_What you should do:_ Every line of the data below should be retyped exactly.

─── Extracted records

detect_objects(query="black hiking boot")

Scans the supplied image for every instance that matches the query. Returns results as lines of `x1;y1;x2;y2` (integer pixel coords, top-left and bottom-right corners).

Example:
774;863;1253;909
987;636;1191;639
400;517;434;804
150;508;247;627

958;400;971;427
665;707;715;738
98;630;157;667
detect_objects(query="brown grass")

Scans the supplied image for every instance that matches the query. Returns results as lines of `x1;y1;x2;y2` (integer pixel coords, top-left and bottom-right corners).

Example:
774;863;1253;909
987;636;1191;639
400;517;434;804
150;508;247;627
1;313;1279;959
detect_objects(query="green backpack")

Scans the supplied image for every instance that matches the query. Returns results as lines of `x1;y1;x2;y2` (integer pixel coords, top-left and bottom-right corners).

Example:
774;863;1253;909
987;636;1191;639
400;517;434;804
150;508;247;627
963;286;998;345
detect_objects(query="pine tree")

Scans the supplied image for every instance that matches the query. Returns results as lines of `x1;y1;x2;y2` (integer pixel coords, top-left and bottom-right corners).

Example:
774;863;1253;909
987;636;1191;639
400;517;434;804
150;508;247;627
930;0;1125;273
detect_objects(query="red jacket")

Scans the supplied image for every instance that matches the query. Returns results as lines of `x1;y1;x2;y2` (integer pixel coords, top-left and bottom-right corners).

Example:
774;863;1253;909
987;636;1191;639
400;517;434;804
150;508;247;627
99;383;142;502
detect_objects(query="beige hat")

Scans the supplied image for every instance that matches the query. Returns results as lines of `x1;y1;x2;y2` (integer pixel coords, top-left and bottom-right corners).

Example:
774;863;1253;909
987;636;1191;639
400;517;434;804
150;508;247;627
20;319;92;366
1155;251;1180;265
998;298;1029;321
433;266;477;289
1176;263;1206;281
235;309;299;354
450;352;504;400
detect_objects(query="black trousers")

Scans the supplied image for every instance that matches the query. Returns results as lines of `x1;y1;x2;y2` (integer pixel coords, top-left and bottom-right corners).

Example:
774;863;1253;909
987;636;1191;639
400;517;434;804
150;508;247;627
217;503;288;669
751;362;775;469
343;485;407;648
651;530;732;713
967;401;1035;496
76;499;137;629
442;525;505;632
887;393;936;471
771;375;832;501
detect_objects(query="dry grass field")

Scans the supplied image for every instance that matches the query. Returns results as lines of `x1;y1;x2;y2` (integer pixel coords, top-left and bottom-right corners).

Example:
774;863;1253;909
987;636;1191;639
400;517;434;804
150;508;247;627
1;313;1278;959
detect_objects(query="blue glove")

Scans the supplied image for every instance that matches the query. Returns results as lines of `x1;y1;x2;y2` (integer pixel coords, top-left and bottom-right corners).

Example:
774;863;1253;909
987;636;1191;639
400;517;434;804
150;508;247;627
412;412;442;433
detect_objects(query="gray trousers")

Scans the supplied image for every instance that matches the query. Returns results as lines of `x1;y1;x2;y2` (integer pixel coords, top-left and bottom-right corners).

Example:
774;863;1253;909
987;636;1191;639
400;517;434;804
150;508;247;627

──────

_Solved problem:_
detect_objects(query="black hiking boot")

Scans the supplied image for every instance that matches the query. Returns results as lines of `x1;y1;x2;y2` (integer pixel coords, top-left and bottom-right corners).

Example:
774;863;1253;909
987;636;1191;639
400;517;434;804
150;508;247;627

958;400;971;427
665;707;715;738
98;630;157;667
detect_objects(query="brown grass")

Scans the supplied image for every instance that matches the query. Returns results as lines of `x1;y1;x2;y2` (integer pixel coords, top-left and bottom-right corners).

Example:
774;863;1253;909
987;636;1191;639
400;517;434;804
150;508;247;627
1;313;1279;959
detect_objects(query="green backpack")

Scans the supplied image for every instance that matches the query. Returns results as lines of `x1;y1;x2;y2` (integer pixel coords, top-left and bottom-right corners).

Example:
774;863;1253;909
987;636;1191;639
400;517;434;804
150;508;247;627
963;286;998;345
detect_objects(query="pine tree")

Scans the supplied image for every instance that matches the query. Returns results as lines of `x1;y1;x2;y2` (integer pixel coords, top-left and bottom-right corners).

Example:
774;863;1253;909
987;636;1191;639
400;517;434;804
150;508;247;627
930;0;1125;273
detect_objects(query="red jacket")

Scans the supplied image for every instance that matches the query. Returns results as lines of `x1;y1;x2;y2` (integer pixel coords, top-left and bottom-right corners).

Example:
774;863;1253;909
987;636;1191;639
400;517;434;804
150;508;247;627
99;383;142;502
detect_objects(query="beige hat")

Scans the supplied image for every instance that matches the query. Returns results as lines of `x1;y1;x2;y2` (integer pixel coords, top-left and bottom-right corners).

Example:
774;863;1253;909
987;636;1191;639
400;517;434;804
150;508;247;627
20;319;92;366
1155;251;1180;265
998;298;1029;321
433;266;477;289
1176;263;1206;281
235;309;299;354
450;352;504;400
detect_objects(query="black trousers")

Scans the supplied image for every instance that matches the query. Returns results as lines of `x1;y1;x2;y2` (integer pixel coords, top-left and bottom-right corners).

Example:
774;863;1253;909
987;636;1191;639
400;517;434;804
150;508;247;627
217;503;288;669
751;362;775;469
343;485;407;648
651;530;732;713
967;401;1035;496
76;499;137;629
442;525;505;632
887;393;936;471
771;375;832;501
detect_objects(query="dry grass field")

Scans the supplied image for every instance that matches the query. Returns results as lines of `x1;y1;x2;y2` (integer pixel coords, top-left and bottom-right corners).

Example:
774;863;1253;909
987;636;1191;639
400;517;434;804
150;508;247;627
1;313;1278;959
detect_objects(query="blue glove")

Scans the supplied image for every instance that matches the query. Returns results as lines of `x1;y1;x2;y2` (integer pixel coords, top-left and bottom-right corners).

Example:
774;863;1253;909
987;636;1191;639
400;517;434;804
150;508;247;627
412;412;442;433
detect_objects(query="gray trousers")

Scans the supplied image for every instance that matches the query. Returns results as lines of `x1;y1;x2;y2` (integer pixel coords, top-left and bottom-right corners).

Example:
774;863;1253;909
987;636;1191;639
400;517;434;804
150;508;247;627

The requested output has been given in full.